YOUR TASK =
Which lines below include the string "suit"? Please show each one.

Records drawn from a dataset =

__________

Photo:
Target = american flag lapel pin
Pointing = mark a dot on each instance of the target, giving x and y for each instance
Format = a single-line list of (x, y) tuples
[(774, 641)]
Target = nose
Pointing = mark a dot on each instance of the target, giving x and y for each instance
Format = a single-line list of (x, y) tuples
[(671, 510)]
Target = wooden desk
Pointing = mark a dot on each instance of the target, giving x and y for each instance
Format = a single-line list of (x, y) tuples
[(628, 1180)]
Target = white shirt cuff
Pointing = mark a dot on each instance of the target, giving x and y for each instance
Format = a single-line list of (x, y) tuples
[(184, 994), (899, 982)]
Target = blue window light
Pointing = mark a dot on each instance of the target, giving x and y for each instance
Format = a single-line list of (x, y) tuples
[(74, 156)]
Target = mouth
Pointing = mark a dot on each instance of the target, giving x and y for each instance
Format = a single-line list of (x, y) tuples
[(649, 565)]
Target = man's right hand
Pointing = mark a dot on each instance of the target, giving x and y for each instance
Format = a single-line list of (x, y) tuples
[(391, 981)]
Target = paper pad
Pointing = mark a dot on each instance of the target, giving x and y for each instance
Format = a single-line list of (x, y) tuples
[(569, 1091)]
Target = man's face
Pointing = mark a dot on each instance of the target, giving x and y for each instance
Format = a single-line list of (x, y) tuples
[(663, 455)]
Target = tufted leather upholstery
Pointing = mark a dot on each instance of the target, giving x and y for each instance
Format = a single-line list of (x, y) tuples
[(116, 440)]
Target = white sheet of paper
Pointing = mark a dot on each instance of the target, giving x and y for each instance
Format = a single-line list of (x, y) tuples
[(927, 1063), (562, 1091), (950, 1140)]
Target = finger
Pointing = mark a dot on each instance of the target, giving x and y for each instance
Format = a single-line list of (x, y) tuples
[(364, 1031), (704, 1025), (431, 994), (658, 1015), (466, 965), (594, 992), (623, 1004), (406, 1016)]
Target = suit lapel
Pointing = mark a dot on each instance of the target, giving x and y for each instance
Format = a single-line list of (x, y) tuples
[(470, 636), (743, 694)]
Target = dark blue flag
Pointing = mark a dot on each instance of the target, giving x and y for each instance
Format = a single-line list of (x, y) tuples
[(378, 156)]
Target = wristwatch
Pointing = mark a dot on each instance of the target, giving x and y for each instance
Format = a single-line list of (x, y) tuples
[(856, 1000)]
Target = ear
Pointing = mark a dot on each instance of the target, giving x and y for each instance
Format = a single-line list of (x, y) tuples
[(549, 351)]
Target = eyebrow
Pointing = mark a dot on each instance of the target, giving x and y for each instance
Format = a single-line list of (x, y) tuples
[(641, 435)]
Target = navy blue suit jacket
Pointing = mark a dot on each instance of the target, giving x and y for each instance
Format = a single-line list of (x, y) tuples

__________

OUTPUT FOR THIS EXERCISE =
Target = suit lapel
Target = navy blue suit jacket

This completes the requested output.